Given problem: Filter the listing below to the lines containing the string "dark", and copy each of those lines unchanged.
===== Entries shown
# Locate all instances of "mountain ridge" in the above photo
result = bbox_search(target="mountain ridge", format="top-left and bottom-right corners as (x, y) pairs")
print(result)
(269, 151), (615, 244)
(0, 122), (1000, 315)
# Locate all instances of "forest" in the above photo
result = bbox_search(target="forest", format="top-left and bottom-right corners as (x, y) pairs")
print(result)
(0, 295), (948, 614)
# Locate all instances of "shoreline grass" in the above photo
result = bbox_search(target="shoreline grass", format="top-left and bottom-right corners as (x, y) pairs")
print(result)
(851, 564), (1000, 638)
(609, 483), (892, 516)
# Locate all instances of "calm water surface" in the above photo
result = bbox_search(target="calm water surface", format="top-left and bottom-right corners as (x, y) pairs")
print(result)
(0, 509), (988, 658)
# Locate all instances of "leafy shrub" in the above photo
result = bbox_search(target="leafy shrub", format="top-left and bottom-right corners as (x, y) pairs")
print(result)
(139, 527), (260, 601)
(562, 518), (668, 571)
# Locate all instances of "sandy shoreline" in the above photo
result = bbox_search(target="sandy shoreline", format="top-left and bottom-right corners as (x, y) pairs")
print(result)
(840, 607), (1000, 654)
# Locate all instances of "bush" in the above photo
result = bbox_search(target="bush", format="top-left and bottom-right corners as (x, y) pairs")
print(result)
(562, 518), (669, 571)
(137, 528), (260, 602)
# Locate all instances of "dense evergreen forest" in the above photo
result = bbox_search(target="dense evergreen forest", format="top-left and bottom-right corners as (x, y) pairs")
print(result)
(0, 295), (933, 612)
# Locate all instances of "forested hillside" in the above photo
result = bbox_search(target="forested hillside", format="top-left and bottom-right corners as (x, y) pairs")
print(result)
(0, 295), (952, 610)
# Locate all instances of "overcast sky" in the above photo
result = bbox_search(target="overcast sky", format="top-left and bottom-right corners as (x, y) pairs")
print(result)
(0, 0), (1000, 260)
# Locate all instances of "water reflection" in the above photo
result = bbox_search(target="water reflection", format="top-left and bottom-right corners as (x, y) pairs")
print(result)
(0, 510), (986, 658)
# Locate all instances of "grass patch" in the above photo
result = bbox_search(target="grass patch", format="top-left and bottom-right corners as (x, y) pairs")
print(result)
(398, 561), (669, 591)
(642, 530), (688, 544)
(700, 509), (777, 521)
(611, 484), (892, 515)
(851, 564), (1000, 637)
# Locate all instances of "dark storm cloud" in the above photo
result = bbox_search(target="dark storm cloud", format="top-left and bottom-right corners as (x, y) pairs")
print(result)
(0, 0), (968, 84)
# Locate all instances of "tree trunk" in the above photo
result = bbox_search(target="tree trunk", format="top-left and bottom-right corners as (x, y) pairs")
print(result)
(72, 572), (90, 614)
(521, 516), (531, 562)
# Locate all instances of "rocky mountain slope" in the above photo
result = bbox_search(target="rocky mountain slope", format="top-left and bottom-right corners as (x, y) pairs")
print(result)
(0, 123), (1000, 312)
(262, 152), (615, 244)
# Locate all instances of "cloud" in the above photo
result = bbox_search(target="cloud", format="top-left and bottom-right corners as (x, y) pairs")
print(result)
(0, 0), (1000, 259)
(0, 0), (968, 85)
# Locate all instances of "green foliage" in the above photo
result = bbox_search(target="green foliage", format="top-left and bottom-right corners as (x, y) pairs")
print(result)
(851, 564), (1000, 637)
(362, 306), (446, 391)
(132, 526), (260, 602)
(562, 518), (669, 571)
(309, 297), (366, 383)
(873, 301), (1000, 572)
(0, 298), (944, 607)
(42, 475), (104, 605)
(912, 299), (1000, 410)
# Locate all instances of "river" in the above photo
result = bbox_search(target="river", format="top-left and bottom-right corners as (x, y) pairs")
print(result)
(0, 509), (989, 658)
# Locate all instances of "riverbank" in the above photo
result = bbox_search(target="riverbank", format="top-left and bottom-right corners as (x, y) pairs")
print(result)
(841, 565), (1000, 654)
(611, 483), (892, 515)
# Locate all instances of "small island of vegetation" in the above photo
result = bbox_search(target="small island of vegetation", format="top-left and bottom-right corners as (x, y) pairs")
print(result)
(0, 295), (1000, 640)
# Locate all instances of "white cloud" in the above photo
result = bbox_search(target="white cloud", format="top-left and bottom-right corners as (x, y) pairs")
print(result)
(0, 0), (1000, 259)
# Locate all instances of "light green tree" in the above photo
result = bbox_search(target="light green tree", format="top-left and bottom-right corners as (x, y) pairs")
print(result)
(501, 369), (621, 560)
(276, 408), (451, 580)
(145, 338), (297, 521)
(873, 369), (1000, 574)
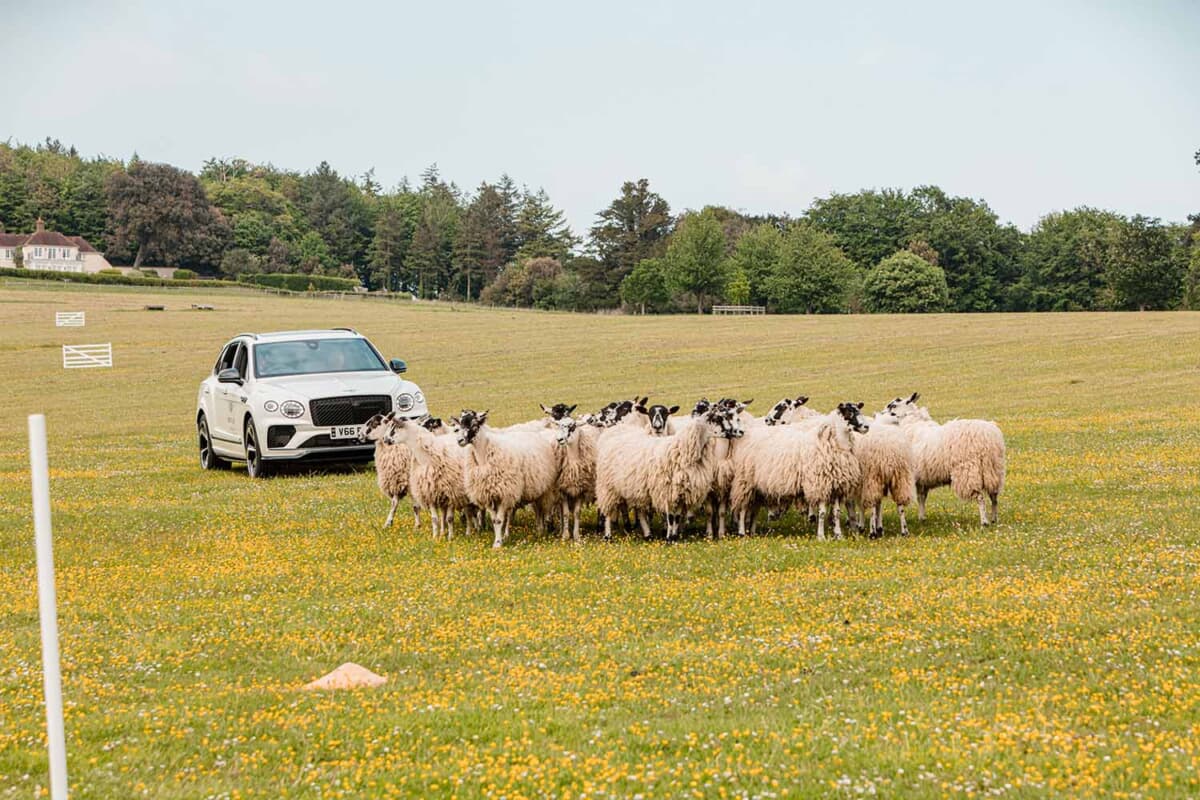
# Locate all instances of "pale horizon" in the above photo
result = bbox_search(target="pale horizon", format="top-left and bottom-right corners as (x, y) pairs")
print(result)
(0, 2), (1200, 235)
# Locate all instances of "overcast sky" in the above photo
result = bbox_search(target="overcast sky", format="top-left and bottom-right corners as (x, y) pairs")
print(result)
(0, 0), (1200, 233)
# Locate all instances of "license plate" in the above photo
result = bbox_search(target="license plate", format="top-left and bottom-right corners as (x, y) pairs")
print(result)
(329, 425), (362, 439)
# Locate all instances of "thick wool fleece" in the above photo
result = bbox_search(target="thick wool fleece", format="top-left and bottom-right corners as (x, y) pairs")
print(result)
(900, 408), (1006, 500)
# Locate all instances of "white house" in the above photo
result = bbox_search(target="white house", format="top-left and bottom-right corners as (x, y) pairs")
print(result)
(0, 218), (113, 272)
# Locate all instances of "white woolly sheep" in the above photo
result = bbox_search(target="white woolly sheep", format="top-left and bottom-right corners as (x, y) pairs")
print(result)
(730, 403), (868, 540)
(456, 410), (558, 547)
(852, 415), (917, 536)
(556, 416), (601, 542)
(391, 419), (472, 541)
(886, 392), (1006, 527)
(359, 414), (421, 528)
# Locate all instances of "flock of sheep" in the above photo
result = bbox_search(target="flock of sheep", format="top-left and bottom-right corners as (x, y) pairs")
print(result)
(362, 392), (1004, 547)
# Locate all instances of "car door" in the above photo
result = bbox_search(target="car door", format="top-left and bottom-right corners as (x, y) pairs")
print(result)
(226, 342), (250, 446)
(209, 342), (241, 453)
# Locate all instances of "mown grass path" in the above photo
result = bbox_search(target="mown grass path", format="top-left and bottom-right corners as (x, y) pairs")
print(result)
(0, 283), (1200, 798)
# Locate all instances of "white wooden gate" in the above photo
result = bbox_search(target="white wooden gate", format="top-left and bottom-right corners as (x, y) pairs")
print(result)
(62, 342), (113, 369)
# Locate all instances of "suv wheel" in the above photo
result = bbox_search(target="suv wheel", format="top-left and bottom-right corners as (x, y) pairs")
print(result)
(241, 420), (271, 477)
(196, 414), (229, 469)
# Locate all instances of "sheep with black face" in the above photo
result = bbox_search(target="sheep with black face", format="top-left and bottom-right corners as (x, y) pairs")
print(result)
(455, 409), (558, 547)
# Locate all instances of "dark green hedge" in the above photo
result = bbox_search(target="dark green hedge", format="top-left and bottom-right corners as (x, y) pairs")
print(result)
(238, 272), (359, 291)
(0, 269), (238, 289)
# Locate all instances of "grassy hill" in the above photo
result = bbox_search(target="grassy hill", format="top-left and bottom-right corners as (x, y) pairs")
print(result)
(0, 284), (1200, 798)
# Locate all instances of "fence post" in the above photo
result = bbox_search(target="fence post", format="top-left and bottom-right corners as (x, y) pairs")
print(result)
(29, 414), (67, 800)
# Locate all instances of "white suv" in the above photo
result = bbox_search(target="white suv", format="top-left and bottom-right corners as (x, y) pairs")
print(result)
(196, 327), (427, 477)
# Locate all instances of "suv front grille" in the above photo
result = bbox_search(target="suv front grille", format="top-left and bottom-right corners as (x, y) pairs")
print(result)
(308, 395), (391, 425)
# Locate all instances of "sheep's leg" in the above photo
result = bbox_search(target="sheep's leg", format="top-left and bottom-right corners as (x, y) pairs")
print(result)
(383, 498), (400, 528)
(634, 509), (650, 539)
(491, 507), (506, 547)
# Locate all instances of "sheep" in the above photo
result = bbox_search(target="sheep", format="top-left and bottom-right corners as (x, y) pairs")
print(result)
(456, 409), (558, 547)
(359, 414), (412, 528)
(391, 419), (472, 541)
(788, 403), (870, 540)
(730, 423), (804, 536)
(691, 397), (760, 539)
(852, 415), (917, 536)
(730, 403), (869, 540)
(886, 392), (1006, 527)
(595, 419), (670, 539)
(596, 408), (740, 539)
(762, 395), (821, 425)
(556, 416), (600, 543)
(634, 397), (679, 437)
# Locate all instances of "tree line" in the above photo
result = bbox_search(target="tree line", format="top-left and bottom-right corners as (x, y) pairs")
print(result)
(0, 139), (1200, 313)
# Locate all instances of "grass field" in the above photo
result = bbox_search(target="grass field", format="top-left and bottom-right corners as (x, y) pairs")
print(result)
(0, 282), (1200, 798)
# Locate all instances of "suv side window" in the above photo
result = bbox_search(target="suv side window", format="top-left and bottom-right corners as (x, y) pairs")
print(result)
(233, 343), (250, 378)
(212, 342), (241, 375)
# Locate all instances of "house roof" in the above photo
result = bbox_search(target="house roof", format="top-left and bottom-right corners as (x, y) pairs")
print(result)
(24, 230), (79, 247)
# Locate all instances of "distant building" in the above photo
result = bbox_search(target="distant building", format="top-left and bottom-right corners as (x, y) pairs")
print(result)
(0, 218), (113, 272)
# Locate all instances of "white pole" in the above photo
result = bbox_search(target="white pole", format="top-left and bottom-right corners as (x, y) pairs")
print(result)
(29, 414), (67, 800)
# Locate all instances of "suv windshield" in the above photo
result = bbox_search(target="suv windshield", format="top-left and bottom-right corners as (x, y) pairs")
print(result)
(254, 338), (388, 378)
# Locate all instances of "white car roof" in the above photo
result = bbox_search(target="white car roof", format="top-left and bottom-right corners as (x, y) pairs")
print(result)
(234, 327), (362, 342)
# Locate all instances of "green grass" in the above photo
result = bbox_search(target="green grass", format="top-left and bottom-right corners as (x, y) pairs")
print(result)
(0, 283), (1200, 798)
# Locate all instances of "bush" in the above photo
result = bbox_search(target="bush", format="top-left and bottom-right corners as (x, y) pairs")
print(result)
(863, 251), (950, 314)
(238, 272), (359, 291)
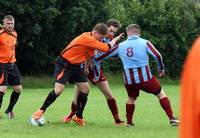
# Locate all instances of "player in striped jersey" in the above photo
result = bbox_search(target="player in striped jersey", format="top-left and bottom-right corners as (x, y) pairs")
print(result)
(94, 24), (179, 126)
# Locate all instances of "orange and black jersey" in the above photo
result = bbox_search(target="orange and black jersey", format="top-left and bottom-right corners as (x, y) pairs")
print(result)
(0, 29), (17, 63)
(61, 32), (109, 64)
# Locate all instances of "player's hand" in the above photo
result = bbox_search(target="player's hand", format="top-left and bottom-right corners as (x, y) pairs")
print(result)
(158, 69), (165, 77)
(109, 33), (124, 47)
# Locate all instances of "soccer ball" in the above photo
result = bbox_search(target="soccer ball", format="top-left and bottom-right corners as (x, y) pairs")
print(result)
(29, 116), (45, 126)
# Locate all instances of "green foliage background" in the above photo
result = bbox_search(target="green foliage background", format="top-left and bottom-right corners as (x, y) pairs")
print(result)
(0, 0), (200, 79)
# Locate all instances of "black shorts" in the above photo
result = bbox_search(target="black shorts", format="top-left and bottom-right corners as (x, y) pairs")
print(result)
(55, 57), (87, 85)
(0, 63), (21, 86)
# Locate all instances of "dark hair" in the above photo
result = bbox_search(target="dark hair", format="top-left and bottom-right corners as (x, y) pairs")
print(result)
(3, 15), (15, 20)
(93, 23), (108, 35)
(126, 24), (141, 31)
(107, 19), (121, 28)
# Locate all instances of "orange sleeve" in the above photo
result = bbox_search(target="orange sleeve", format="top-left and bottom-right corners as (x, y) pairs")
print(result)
(179, 37), (200, 138)
(79, 35), (109, 52)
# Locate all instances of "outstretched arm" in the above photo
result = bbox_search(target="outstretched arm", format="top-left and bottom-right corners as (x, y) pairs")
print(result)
(147, 41), (165, 77)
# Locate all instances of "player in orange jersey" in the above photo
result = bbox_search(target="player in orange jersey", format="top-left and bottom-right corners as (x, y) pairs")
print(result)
(180, 37), (200, 138)
(0, 15), (22, 119)
(63, 19), (124, 125)
(32, 23), (121, 126)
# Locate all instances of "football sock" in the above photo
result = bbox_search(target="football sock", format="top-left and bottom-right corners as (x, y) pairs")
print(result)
(107, 98), (121, 123)
(0, 91), (4, 109)
(69, 101), (76, 117)
(126, 104), (135, 124)
(40, 90), (58, 111)
(76, 92), (88, 118)
(71, 101), (77, 113)
(6, 91), (20, 112)
(160, 97), (174, 119)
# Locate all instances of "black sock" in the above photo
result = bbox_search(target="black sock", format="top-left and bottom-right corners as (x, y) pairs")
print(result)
(0, 91), (4, 109)
(6, 91), (20, 112)
(40, 90), (58, 111)
(76, 92), (88, 118)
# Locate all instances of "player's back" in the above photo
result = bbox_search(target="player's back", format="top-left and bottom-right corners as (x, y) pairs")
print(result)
(118, 35), (149, 69)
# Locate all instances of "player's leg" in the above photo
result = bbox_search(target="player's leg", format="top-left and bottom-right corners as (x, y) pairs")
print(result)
(73, 80), (90, 126)
(96, 80), (124, 125)
(126, 97), (136, 127)
(0, 64), (8, 118)
(32, 58), (67, 120)
(32, 82), (65, 120)
(125, 84), (140, 127)
(0, 86), (7, 119)
(5, 63), (22, 119)
(157, 89), (179, 126)
(5, 85), (22, 119)
(142, 77), (179, 125)
(63, 86), (80, 123)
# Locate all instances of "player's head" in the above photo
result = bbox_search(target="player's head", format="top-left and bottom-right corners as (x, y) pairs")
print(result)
(3, 15), (15, 32)
(92, 23), (108, 41)
(107, 19), (121, 37)
(126, 24), (141, 36)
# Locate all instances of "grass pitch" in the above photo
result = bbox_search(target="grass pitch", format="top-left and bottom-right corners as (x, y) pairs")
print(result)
(0, 84), (179, 138)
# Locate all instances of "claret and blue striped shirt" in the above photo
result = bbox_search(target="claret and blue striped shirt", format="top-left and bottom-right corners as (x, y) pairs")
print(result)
(94, 35), (164, 84)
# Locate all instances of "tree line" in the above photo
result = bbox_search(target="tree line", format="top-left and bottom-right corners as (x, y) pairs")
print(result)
(0, 0), (200, 78)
==========
Result:
# Locate all instances of "dark storm cloud" in the above photo
result = bbox_search(target="dark storm cloud", format="top-left and bottom-right corners as (x, y) pairs")
# Locate all instances of "dark green hedge" in the above photo
result = bbox_search(target="dark green hedge", format="top-left and bottom-right corners as (x, y) pairs")
# Locate all instances of "dark hair" in the above photo
result = bbox_search(target="dark hair", format="top-left and bottom-right corners as (x, y) pairs")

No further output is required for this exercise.